■ What to work on
Give back the records below exactly, every one, with no pictures.

[Dataset entries]
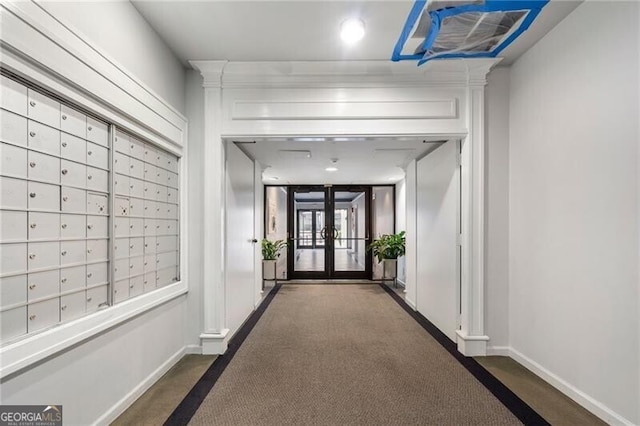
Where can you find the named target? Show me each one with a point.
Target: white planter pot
(268, 269)
(389, 268)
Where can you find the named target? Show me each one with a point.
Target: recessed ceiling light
(352, 30)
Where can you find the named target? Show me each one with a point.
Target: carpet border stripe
(509, 399)
(187, 408)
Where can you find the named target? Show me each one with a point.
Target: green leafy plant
(388, 246)
(271, 249)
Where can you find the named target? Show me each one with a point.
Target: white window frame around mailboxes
(53, 57)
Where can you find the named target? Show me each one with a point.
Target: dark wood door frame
(329, 271)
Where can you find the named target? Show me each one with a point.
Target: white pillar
(471, 339)
(411, 261)
(214, 335)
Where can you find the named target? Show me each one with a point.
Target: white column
(214, 335)
(258, 229)
(411, 284)
(471, 339)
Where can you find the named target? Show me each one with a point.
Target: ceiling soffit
(455, 73)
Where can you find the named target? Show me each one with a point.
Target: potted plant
(387, 249)
(270, 254)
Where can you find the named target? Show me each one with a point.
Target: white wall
(118, 30)
(239, 233)
(100, 376)
(497, 210)
(573, 207)
(401, 224)
(195, 111)
(438, 225)
(93, 377)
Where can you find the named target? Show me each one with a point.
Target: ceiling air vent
(463, 29)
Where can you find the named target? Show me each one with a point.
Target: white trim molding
(470, 338)
(32, 349)
(596, 407)
(215, 332)
(119, 408)
(215, 343)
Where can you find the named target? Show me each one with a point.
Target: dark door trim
(329, 271)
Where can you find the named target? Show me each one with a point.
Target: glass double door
(329, 230)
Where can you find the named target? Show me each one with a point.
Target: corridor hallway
(343, 354)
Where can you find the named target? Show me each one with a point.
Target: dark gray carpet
(345, 355)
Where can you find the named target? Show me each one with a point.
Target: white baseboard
(215, 343)
(498, 351)
(588, 402)
(119, 408)
(410, 303)
(193, 350)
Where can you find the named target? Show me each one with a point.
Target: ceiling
(358, 160)
(308, 30)
(298, 30)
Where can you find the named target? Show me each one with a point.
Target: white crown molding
(305, 74)
(211, 72)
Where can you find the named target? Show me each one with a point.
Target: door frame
(329, 271)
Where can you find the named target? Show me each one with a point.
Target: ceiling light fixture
(352, 30)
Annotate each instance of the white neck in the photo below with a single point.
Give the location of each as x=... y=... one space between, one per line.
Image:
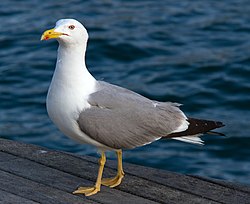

■ Problem solution
Where can you find the named target? Show me each one with a point.
Target: white planter pot
(268, 269)
(389, 268)
Where can you find the named target? Show me each one with a point.
Target: recessed ceiling light
(352, 30)
Where can you find the named target? Show me each one with a point.
Target: carpet border stripe
(509, 399)
(187, 408)
Where can you find the named target? Show me each one with a point.
Target: green leafy plant
(388, 246)
(271, 249)
Where can you find the named target? Show me each one with a point.
Target: white window frame around mailboxes
(53, 57)
Where can you find the named target? Show me each one with a point.
Target: dark wood door frame
(329, 271)
Where can you find the named target? Show me each one with a point.
Target: white pillar
(471, 339)
(411, 261)
(214, 335)
Where can you find the named target? Show me each one with a point.
Target: white column
(214, 335)
(258, 229)
(411, 284)
(471, 339)
Where can you find the named target? Show me each one with a point.
Target: ceiling soffit
(455, 73)
Where can you find the named target? Show me each one with a point.
Target: potted plant
(387, 249)
(270, 254)
Where can you find the named target? Show me each one with a point.
Target: white wall
(118, 30)
(239, 233)
(100, 376)
(497, 210)
(573, 207)
(401, 224)
(195, 111)
(438, 225)
(93, 377)
Where can you find the named target? Show me each one with a point.
Target: ceiling air vent
(463, 29)
Where can you find the named target? Show me each one with a point.
Target: white trim molding
(470, 338)
(32, 349)
(596, 407)
(215, 332)
(119, 408)
(215, 343)
Where can you find the named target? Show me each one with a point.
Target: dark door trim
(329, 271)
Where can you find the named target? Show me each one with a point.
Target: glass double door
(329, 230)
Where can you find the named target? Show me each one with a point.
Target: corridor hallway
(343, 354)
Where can you find the named target? Show me each one with a point.
Target: dark gray carpet
(345, 355)
Where can you find the named target? Show me each one with a point.
Target: white baseboard
(215, 343)
(498, 351)
(588, 402)
(119, 408)
(410, 303)
(193, 350)
Where can you find the named target? Show me each one with a point.
Target: ceiling
(358, 160)
(308, 30)
(298, 30)
Where can you find the named target? Show me each one with a point.
Target: white crown molding
(305, 74)
(211, 72)
Where can you find the named target? Show me each one with a point.
Target: door frame
(329, 271)
Where can you find the named target? Show me each one with a point.
Target: ceiling light fixture
(352, 30)
Annotate each instance of the white neck in the photo below with a single point.
Give the location of each as x=... y=... one space between, one per line.
Image:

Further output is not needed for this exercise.